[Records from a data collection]
::::::::::

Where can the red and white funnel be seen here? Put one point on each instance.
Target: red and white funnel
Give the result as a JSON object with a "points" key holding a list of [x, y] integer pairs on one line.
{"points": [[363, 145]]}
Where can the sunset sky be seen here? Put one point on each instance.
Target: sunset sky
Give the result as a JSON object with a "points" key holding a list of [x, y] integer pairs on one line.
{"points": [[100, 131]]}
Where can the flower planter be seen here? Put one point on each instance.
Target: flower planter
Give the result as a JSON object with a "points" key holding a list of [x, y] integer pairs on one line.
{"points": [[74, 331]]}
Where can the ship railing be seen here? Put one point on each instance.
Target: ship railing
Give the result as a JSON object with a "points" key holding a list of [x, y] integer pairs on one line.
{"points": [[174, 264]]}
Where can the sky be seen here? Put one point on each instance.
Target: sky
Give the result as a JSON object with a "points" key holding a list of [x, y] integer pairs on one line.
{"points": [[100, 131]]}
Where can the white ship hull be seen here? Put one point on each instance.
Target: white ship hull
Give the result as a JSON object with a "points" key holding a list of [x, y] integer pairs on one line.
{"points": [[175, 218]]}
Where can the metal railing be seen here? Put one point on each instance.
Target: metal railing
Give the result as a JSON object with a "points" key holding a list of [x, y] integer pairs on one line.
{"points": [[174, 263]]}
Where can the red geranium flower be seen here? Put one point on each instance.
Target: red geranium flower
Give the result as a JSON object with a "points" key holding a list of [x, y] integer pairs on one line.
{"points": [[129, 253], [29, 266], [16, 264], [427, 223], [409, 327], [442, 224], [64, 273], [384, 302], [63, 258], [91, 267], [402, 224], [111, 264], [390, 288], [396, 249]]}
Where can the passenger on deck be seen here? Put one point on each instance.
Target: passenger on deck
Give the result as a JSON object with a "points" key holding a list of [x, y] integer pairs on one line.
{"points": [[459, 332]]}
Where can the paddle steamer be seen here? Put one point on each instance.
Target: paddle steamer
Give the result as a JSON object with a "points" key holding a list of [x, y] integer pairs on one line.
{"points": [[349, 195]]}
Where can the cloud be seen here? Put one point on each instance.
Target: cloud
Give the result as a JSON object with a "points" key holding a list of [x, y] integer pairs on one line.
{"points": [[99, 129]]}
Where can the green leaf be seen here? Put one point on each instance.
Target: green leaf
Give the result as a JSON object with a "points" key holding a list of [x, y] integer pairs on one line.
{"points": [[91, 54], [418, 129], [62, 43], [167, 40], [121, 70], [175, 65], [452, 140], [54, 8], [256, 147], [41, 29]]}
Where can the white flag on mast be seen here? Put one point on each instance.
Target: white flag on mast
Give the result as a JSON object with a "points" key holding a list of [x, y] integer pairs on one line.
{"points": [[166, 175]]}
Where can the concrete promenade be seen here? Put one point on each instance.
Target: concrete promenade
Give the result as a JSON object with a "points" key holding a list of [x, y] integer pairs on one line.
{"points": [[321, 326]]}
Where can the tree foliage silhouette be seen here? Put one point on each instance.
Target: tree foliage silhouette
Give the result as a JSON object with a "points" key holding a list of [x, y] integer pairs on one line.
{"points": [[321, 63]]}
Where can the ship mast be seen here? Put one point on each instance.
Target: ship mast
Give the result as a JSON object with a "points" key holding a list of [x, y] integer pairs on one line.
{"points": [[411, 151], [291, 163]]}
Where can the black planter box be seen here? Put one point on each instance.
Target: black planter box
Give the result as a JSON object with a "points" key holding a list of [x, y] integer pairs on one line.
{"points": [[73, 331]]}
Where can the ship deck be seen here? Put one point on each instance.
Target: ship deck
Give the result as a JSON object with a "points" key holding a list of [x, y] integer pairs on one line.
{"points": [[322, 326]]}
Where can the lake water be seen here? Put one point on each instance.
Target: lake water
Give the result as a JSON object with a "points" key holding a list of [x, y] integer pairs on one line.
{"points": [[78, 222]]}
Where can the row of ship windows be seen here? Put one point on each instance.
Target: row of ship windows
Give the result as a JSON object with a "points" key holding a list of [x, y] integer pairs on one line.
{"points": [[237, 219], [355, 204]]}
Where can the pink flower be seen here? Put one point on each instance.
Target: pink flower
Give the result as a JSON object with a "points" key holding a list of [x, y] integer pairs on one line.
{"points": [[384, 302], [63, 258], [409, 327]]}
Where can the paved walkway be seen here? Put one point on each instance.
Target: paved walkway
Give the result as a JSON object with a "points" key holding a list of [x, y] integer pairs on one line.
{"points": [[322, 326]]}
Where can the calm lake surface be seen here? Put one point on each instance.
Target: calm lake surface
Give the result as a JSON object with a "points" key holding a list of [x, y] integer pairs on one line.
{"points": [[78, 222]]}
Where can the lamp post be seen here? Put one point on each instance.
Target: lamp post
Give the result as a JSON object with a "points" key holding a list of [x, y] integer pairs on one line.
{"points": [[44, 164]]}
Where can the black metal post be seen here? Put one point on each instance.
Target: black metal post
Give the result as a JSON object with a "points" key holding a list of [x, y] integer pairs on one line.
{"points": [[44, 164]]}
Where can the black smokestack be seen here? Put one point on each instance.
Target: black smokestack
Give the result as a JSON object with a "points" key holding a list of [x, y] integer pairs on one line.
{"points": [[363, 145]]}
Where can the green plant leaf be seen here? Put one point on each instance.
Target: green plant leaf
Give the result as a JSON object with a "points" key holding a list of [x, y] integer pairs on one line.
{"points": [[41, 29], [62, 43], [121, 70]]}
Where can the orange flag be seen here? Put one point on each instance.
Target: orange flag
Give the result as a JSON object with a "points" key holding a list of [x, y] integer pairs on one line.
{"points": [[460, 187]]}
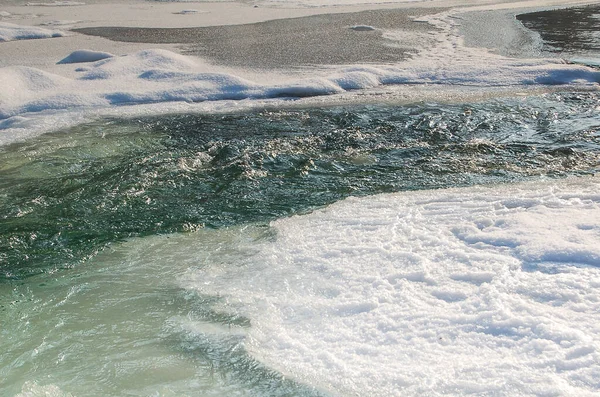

::::::::::

Count the lines in the records above that contain the string "foliage", matching case exactly, and give only the number.

2